## Excerpt
******
On the heels of one the worst U.S. droughts in more than half a century, a new study raises questions about the future of one of the most integral members of stream ecosystems throughout the Southeast -- the salamander.
Biologists at Wake Forest University and Davidson College conducted five years of research that shows how salamanders and other aquatic animals react to drought, shedding light on the impact of climate change and urbanization on salamander populations. Their findings appear in the scientific journal Herpetologica.
Unfortunately, the heat is on for the amiable amphibian.
Researchers studied the Northern Dusky Salamander at 17 sites in the Charlotte-Mecklenburg County, N.C., area from 2005 to 2009, which included 12 months of exceptional drought conditions (Sept. 2007 to Sept. 2008).
While adult salamanders had 90 percent survival rates from one month to the next, their larvae, which must be submerged in water for development and metamorphosis, disappeared from an average 30 percent of sites during the drought year. When water levels in the areas observed reached a 110-year low, adult salamanders migrated from streambeds to underground or high-humidity refuges at twice the rate seen during non-drought conditions.
"With climate change models predicting that droughts will become longer in duration and more severe, having knowledge of animals' response strategies to extremely dry conditions is critical to their future survival," said Steven Price, who was a Wake Forest graduate student at the time of the study and now is an assistant professor of stream and riparian ecology at the University of Kentucky.
******
## Complete the following
**a.** Answer these questions from the article on salamanders and drought:
(i) In which journal did the findings appear?
(ii) At how many sites was the Northern Dusky Salamander studied?
(iii) What month-to-month survival rate did adult salamanders show?
**b.** Write the next part of the article on salamanders and drought, picking up after its final sentence.
******
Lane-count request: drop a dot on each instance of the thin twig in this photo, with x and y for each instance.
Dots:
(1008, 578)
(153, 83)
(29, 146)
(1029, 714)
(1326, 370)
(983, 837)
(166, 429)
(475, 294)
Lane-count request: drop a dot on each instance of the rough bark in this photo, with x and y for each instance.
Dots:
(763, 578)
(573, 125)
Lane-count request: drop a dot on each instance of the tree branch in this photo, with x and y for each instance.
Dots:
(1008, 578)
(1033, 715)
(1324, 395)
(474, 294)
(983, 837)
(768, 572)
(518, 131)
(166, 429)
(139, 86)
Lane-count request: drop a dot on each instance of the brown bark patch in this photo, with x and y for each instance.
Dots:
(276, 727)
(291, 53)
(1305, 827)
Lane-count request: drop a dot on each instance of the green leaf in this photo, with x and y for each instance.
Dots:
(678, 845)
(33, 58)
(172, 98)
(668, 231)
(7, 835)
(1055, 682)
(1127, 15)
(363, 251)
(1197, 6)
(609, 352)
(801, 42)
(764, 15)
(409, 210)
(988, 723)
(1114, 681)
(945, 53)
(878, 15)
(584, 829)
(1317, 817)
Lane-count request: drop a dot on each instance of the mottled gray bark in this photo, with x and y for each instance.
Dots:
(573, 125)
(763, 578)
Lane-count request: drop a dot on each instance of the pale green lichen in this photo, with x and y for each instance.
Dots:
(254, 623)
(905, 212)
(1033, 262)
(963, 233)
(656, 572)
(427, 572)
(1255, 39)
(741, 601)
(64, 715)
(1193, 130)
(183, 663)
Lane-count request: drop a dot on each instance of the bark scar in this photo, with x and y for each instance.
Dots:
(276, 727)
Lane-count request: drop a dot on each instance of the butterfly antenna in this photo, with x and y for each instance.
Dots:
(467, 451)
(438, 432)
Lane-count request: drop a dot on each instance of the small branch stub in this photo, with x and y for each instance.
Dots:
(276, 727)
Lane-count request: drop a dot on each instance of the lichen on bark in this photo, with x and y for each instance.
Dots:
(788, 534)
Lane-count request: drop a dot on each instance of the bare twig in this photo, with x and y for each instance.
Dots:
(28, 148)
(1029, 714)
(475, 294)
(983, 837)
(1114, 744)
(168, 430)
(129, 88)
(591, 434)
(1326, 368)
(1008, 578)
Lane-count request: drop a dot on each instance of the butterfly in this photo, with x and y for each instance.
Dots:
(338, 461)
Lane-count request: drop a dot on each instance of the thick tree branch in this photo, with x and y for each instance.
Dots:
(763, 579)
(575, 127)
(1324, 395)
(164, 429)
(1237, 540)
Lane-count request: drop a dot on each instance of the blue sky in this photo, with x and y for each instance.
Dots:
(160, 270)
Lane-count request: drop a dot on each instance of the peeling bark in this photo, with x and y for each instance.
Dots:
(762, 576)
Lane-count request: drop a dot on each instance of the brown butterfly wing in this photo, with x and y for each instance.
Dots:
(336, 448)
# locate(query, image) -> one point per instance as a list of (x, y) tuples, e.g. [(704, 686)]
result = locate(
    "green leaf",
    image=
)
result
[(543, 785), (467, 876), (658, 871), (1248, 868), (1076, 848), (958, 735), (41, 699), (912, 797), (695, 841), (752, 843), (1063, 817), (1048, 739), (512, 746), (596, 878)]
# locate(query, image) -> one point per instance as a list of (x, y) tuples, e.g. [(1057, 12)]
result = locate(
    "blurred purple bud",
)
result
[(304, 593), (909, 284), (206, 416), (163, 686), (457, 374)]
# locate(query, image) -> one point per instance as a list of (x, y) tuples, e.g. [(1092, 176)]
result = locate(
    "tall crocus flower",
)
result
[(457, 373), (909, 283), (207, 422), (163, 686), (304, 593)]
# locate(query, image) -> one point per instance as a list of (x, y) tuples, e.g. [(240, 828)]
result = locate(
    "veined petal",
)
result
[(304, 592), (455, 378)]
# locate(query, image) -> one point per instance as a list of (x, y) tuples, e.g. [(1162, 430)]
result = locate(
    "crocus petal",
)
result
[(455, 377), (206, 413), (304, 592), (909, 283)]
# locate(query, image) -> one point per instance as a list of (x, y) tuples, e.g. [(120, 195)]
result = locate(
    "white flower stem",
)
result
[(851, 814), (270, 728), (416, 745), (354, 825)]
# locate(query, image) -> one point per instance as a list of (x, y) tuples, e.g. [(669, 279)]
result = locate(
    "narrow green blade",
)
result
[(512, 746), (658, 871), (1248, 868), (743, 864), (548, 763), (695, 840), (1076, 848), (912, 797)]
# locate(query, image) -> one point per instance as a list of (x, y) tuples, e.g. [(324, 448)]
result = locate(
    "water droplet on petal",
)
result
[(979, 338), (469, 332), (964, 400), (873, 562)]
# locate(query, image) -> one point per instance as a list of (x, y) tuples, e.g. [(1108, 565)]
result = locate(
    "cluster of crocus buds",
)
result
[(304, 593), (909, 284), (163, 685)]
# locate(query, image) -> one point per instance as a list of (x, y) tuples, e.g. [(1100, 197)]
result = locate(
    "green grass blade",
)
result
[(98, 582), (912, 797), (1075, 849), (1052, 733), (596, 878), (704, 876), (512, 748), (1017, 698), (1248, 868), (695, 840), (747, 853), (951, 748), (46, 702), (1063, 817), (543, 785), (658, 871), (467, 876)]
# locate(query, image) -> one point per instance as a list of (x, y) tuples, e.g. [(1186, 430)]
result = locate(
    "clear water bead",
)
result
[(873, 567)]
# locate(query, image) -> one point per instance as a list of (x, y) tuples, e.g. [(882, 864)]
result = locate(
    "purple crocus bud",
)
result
******
## Answers to the problems
**a.**
(i) Herpetologica
(ii) 17
(iii) 90 percent

**b.**
"During the drought, adult salamanders demonstrated a 90 percent survival rate from one month to the next. It sounds pretty high, but at this rate, less than one percent would survive a four-year drought suggested under certain climate change scenarios," Price warned.
Salamanders play an important role in maintaining balance in forest ecosystems. They feast on stream invertebrates that help regulate the nutrients derived from leaf litter in waterways. As prey for birds and mammals, their place in the food chain remains an important one.
Robert Browne, the Wake Forest biology professor who oversaw the research, said solutions such as wider riparian zones -- the biologically distinctive land that borders waterways such as rivers, creeks and streams -- could help protect salamander species long-term.
"The Charlotte metro area expanded like crazy during the time of our research, and development, like drought, has a major impact on the fragmentation of habitats," said Browne. "Protecting and widening the riparian buffer zones would not only provide them shelter during dry conditions, it would also prevent erosion and absorb silt, which negatively impacts the survival of stream-dwelling animals."
Thus, drought may interact with local land-uses resulting in a particularly bleak outlook for salamanders and other semi-aquatic organisms.